═══ Texto fornecido

Publicou um estudo de história militar, dado à estampa em 1833 pela Academia Real das Ciências de Lisboa, Memória Estatistico-historico-militar, na qual traça, de forma relativamente breve, um historial da evolução das forças militares portuguesas desde Idade Média até à sua época, recorrendo sobretudo a fontes legislativas. Assinale-se que esta memória foi revista e corrigida por outros académicos - como dá conta correspondência entre Gouveia Pinto e o secretário da Academia, José Maria Dantas Pereira -, chegando a ser alvo de alterações e correcções. Também em 1833 redigiu e publicou pela tipografia da Academia uma outra Memória Histórica, ou Catalogo chronologico dos Escrivães da Puridade, e Secretarios de Rei, ou Estados, que consta terem servido nos diffetentes e legítimos reinados da Monarchia Portuguesa (1833), inicialmente destinada a ser compilada na primeira parte do tomo XII das Memórias da Academia. A memória defendia a legitimidade de D. Miguel e do seu governo, sendo omissa quanto aos ministros liberais, o que levou a que fosse suprimida do referido tomo XII das Memórias, já publicado depois da derrota miguelista na guerra civil.

══════

● Enunciado A: Transcreva sem alterações as linhas das entradas, começando no início das entradas e terminando na linha que contém "[[[669,401],[700,404],[700,336],[696,331],[666,332]]]", com ambos os extremos incluídos.

═══ Extrato de dados

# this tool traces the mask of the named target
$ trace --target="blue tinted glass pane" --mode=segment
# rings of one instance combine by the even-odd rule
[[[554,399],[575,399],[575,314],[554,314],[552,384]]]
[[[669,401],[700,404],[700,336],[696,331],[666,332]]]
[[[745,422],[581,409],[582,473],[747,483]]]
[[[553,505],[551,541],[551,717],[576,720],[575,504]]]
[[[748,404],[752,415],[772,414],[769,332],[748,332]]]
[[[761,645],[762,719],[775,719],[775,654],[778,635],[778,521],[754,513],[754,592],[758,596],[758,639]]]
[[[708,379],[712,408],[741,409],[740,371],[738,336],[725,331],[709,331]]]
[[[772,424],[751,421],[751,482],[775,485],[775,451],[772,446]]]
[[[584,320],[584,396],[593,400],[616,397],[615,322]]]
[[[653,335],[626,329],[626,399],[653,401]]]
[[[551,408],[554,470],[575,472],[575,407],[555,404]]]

══════

● Enunciado B: Dê seguimento ao texto sobre as memórias publicadas por Gouveia Pinto, escrevendo o que vem depois da última frase apresentada.

● Resultado A:
# this tool traces the mask of the named target
$ trace --target="blue tinted glass pane" --mode=segment
# rings of one instance combine by the even-odd rule
[[[554,399],[575,399],[575,314],[554,314],[552,384]]]
[[[669,401],[700,404],[700,336],[696,331],[666,332]]]

● Resultado B:
É no contexto da derrota das forças miguelistas que Gouveia Pinto veio a ser sequestrado, em 1833, e os seus bens sonegados, conforme se depreende da arrecadação dos seus livros na Biblioteca Pública, juntamente com os livros de outros apoiantes de D. Miguel. Veio a falecer nesse mesmo ano, no mês de outubro.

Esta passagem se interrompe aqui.